-- TASK MATERIAL follows --

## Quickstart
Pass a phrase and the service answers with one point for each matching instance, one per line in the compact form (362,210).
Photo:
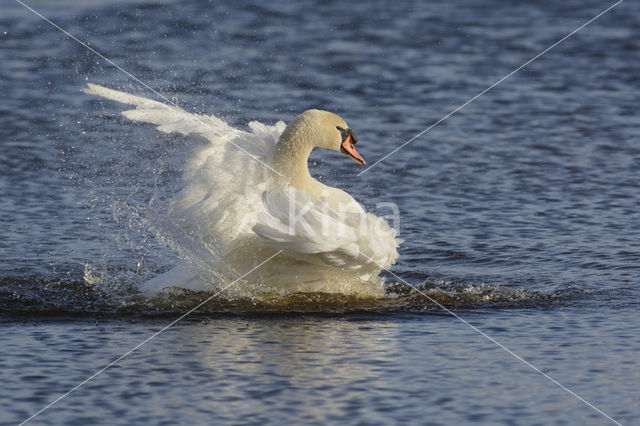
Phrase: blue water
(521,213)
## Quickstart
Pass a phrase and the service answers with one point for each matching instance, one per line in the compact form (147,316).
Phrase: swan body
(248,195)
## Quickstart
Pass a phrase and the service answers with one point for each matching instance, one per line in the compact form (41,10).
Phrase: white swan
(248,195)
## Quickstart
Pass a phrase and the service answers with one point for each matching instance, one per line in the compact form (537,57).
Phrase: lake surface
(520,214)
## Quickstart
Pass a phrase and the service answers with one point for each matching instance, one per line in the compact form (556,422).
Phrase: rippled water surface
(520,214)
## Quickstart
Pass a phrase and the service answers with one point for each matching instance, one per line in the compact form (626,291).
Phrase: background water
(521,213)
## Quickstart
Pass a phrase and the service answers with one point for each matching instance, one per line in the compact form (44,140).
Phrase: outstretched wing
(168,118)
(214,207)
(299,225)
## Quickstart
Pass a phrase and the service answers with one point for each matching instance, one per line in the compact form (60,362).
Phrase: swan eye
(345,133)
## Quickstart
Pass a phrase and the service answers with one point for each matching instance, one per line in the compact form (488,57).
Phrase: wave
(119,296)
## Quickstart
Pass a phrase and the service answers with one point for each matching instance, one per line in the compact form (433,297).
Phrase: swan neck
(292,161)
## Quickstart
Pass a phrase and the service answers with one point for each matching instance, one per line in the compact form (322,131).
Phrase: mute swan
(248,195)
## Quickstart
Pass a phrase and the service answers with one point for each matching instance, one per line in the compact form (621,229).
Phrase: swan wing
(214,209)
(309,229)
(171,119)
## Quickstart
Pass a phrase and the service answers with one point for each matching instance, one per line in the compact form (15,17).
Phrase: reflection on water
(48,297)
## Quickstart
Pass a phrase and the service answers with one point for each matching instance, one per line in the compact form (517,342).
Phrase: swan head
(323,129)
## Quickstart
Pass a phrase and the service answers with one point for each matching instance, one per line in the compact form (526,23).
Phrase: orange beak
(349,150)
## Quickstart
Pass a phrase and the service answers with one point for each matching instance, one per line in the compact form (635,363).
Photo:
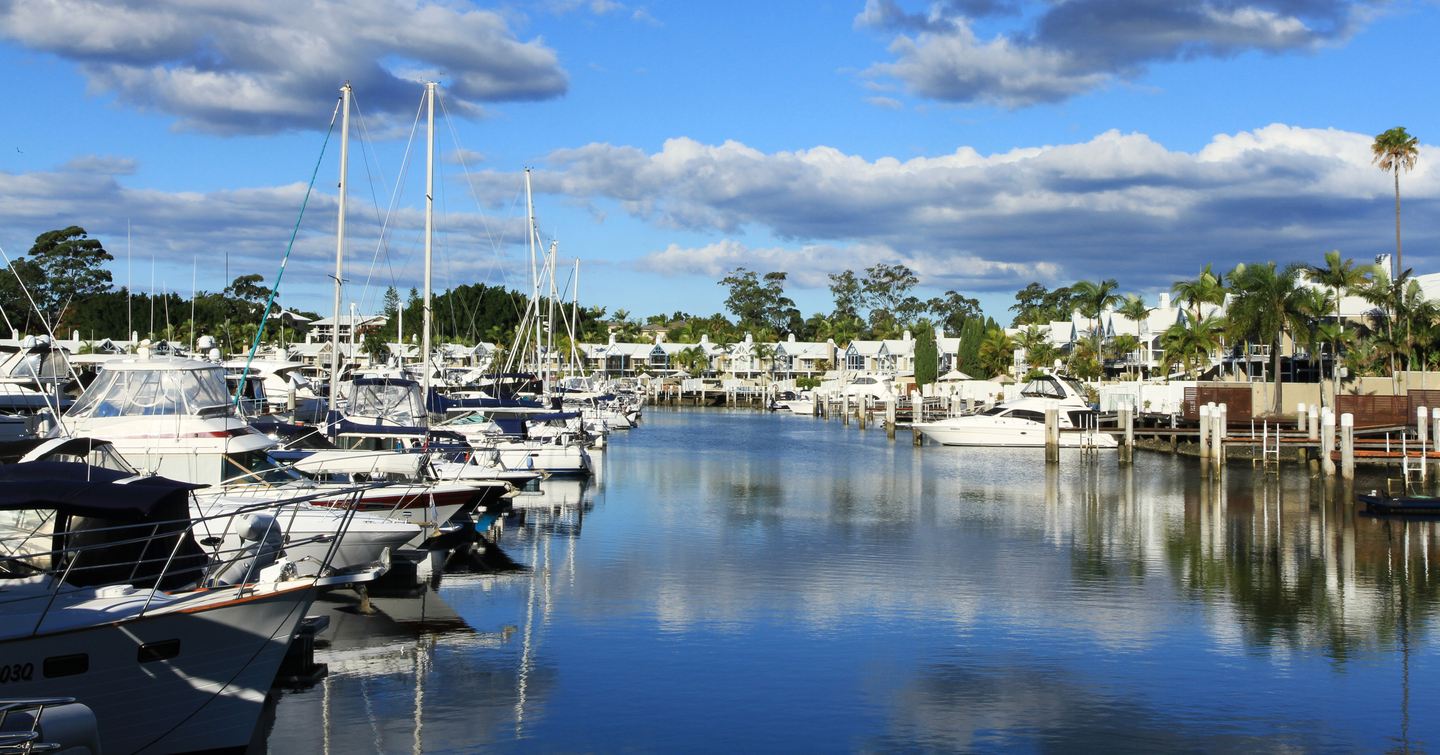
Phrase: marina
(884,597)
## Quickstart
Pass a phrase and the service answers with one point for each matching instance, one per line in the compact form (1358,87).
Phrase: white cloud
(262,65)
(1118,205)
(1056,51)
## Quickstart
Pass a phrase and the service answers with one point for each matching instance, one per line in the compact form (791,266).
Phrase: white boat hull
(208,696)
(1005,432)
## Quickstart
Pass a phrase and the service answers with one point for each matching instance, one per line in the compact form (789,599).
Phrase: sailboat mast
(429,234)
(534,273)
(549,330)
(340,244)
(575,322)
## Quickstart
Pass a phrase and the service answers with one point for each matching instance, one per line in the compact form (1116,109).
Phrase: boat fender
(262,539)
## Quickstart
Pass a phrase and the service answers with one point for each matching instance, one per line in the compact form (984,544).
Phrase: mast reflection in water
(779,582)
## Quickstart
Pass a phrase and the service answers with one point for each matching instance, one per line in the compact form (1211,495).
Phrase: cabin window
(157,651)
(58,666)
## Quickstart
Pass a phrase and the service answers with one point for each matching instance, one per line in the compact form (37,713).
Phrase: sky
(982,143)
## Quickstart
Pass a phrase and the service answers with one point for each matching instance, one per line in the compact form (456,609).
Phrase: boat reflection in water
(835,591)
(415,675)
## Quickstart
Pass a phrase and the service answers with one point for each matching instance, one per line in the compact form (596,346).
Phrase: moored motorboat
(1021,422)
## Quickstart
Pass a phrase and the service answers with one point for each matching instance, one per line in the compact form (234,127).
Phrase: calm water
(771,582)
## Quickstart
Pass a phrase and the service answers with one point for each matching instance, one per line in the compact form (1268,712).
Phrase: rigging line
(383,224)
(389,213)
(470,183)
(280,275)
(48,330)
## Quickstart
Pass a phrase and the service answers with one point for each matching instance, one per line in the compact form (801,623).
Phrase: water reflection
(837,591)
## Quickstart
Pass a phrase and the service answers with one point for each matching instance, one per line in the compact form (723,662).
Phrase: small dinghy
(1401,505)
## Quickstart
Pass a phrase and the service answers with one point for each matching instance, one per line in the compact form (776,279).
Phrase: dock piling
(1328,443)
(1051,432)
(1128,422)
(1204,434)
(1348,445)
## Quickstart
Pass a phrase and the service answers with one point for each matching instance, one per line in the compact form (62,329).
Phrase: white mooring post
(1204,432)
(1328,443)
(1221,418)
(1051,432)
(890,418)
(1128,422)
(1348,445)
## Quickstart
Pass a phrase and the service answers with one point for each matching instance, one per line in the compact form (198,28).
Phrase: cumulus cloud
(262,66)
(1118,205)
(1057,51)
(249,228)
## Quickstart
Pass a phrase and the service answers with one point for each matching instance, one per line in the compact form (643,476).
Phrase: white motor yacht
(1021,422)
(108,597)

-- TASK MATERIAL concluded --
-- TASK MATERIAL follows --

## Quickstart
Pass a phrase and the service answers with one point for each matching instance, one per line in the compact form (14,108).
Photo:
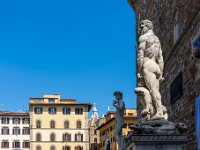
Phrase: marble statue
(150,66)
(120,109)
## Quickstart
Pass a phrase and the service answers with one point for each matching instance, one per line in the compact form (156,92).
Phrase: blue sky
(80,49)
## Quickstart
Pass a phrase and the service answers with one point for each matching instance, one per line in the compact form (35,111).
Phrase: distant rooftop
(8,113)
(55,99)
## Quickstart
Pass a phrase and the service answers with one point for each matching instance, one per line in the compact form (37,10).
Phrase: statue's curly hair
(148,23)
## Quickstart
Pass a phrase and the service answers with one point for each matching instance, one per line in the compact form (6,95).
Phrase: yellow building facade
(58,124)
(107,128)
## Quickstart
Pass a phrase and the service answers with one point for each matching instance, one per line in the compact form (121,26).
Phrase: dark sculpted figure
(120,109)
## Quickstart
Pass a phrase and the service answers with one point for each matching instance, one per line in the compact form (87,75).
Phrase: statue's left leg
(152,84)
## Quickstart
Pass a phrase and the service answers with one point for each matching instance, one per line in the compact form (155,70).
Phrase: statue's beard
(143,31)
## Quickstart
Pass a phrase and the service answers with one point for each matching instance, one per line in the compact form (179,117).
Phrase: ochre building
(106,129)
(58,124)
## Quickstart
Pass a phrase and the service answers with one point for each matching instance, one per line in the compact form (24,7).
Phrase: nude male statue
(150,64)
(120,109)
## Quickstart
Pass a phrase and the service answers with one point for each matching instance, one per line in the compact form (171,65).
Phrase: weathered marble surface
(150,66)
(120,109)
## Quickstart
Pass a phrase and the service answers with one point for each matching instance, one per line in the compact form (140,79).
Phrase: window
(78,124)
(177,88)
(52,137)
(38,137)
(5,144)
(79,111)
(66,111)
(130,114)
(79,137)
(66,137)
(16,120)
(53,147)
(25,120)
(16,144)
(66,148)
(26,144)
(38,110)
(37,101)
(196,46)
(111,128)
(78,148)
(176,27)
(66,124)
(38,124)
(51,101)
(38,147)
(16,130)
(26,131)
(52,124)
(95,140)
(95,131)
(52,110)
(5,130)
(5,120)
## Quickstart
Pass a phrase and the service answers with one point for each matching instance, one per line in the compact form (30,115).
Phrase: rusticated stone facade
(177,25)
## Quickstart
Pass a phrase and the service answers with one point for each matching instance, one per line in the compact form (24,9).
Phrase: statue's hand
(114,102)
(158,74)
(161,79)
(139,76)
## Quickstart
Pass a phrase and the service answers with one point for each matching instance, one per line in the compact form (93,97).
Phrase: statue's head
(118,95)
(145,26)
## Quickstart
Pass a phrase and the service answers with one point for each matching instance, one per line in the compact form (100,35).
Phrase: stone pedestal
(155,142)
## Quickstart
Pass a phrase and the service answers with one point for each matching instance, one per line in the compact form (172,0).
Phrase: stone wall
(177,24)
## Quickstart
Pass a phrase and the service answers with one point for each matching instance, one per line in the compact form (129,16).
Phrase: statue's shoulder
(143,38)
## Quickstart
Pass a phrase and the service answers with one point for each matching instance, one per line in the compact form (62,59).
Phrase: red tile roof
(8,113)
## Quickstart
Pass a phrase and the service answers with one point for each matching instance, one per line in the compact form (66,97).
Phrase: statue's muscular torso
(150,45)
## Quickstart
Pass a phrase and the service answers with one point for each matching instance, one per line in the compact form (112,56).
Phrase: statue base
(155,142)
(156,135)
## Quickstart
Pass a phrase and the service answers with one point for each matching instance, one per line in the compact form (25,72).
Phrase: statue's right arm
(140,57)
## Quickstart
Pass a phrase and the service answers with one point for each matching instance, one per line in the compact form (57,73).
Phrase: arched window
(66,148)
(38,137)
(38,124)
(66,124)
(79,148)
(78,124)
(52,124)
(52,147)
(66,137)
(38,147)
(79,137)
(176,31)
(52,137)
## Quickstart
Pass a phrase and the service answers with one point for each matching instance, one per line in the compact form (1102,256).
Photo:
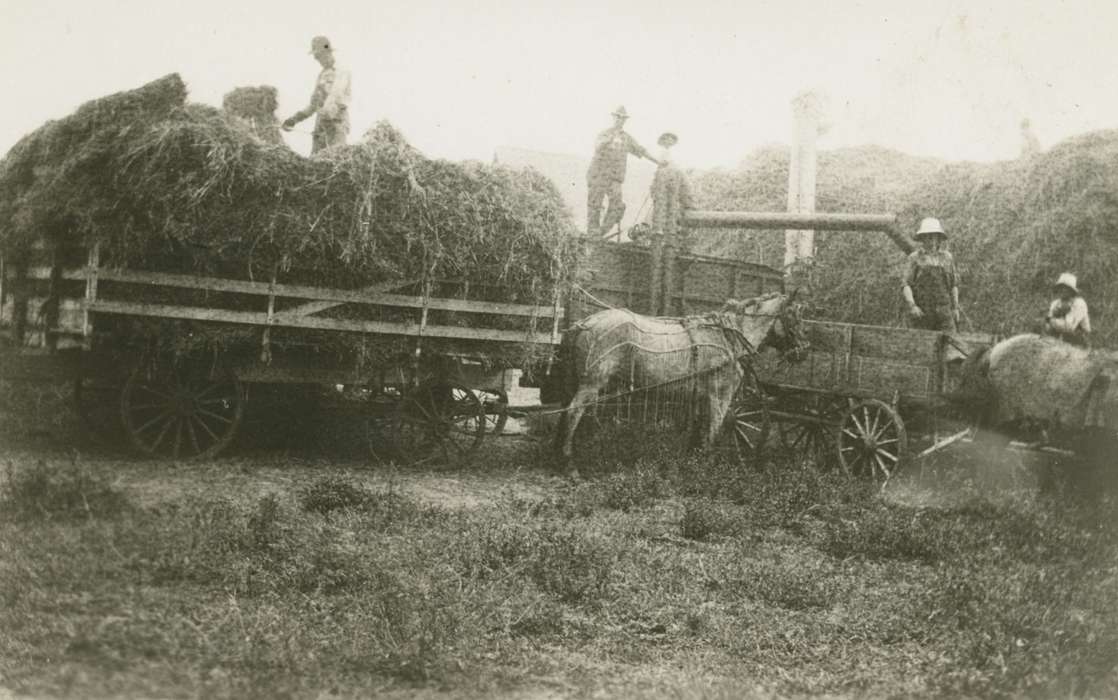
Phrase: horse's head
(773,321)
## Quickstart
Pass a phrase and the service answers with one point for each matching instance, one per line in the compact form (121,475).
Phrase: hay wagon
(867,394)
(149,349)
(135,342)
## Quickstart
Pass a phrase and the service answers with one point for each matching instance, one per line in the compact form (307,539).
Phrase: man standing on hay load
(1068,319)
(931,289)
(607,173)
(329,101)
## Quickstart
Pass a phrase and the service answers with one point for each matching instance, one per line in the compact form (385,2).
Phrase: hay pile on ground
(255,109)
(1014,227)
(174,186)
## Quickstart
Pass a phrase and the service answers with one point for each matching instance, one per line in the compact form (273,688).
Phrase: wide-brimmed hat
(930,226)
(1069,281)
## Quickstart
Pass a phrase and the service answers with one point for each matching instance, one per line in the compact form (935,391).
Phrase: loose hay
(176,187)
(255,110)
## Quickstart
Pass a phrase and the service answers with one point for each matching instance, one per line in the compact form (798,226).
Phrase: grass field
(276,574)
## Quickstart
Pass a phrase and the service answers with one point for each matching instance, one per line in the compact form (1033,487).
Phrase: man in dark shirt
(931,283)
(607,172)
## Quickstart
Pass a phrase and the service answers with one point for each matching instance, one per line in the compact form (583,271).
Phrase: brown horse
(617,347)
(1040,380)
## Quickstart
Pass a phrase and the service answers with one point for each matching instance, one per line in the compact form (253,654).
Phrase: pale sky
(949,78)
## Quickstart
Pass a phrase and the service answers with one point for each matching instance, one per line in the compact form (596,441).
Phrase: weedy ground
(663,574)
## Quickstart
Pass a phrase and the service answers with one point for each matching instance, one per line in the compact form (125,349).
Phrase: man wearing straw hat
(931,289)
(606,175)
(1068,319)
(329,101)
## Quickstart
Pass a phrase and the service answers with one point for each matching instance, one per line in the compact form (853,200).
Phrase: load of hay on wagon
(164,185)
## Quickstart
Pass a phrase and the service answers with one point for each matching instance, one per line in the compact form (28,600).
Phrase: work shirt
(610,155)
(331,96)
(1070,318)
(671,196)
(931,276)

-- TASK MATERIAL concluded --
-- TASK MATERIAL follows --

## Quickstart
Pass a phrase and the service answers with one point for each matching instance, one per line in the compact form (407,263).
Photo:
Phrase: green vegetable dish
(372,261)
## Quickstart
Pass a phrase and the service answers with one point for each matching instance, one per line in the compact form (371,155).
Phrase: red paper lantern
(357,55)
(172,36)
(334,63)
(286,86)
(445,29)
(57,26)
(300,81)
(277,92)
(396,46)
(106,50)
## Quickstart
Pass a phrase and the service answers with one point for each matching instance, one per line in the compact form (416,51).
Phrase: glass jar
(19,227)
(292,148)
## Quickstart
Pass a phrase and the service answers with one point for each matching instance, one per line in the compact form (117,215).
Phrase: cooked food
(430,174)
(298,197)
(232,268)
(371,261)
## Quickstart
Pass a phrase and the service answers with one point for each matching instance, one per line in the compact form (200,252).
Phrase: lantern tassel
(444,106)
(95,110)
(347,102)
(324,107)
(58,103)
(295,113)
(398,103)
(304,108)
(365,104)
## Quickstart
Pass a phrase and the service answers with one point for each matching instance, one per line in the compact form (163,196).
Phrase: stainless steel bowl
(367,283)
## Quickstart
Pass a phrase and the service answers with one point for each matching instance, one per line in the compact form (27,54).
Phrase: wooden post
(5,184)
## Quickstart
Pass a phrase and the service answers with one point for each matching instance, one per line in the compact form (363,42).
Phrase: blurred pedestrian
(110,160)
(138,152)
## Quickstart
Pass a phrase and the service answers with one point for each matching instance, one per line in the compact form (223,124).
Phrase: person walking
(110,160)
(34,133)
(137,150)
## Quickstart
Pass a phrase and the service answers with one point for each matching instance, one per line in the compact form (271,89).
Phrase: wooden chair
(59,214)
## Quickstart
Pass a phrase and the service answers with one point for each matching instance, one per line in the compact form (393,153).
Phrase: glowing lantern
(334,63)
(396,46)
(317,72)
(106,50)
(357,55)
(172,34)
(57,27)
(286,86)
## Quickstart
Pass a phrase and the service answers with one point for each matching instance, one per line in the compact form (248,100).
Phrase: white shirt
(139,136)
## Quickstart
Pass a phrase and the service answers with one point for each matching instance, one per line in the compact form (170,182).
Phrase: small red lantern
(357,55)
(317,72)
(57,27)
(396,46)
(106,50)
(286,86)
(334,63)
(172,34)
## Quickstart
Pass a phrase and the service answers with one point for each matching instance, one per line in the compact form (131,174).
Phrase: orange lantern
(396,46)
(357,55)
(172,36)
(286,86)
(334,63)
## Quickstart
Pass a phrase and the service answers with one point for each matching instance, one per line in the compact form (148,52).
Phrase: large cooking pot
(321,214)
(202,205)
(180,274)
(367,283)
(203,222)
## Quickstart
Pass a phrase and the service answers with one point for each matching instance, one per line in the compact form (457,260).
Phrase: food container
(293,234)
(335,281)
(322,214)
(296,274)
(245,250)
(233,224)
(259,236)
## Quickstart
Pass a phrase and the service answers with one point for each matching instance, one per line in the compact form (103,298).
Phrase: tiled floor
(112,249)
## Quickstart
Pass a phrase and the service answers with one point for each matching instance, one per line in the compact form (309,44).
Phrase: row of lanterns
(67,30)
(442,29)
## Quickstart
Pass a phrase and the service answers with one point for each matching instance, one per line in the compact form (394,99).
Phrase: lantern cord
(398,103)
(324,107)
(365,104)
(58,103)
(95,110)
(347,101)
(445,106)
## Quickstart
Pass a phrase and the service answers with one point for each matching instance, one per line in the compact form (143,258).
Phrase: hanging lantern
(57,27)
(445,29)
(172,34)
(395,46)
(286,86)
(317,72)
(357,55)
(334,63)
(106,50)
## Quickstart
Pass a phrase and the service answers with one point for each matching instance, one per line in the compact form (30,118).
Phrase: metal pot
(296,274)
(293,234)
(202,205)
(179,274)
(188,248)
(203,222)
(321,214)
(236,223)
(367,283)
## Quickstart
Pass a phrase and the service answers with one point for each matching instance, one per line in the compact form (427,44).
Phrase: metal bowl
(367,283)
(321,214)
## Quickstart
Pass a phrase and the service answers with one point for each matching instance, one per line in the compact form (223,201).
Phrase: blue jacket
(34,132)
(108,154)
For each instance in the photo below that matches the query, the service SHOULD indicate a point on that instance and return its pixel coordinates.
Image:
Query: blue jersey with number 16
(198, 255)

-- TASK MATERIAL concluded --

- PROBLEM TO SOLVE -
Using the data above, extract exactly the lines from the one that holds "compact form (371,155)." to the one that holds "compact form (200,252).", both ends included, and no others.

- SOLUTION FOR THIS TASK -
Pass a phrase and the service answers with one point for each matching instance, one per line in the compact form (371,155).
Phrase: red paper lantern
(357,55)
(172,36)
(334,63)
(286,86)
(445,29)
(57,26)
(300,81)
(277,92)
(396,46)
(106,50)
## Quickstart
Pass a phrase and the service answers with one point for each matching instance, one per line in the compact form (416,51).
Phrase: glass jar
(19,227)
(292,148)
## Quickstart
Pass a phrase and the service answers with one point for each matching instance, one per line in the compact form (117,215).
Phrase: cooked food
(430,174)
(298,197)
(232,268)
(371,261)
## Quickstart
Pass a phrase and the service answers with one point for each matching instance, one per line in the compact form (200,252).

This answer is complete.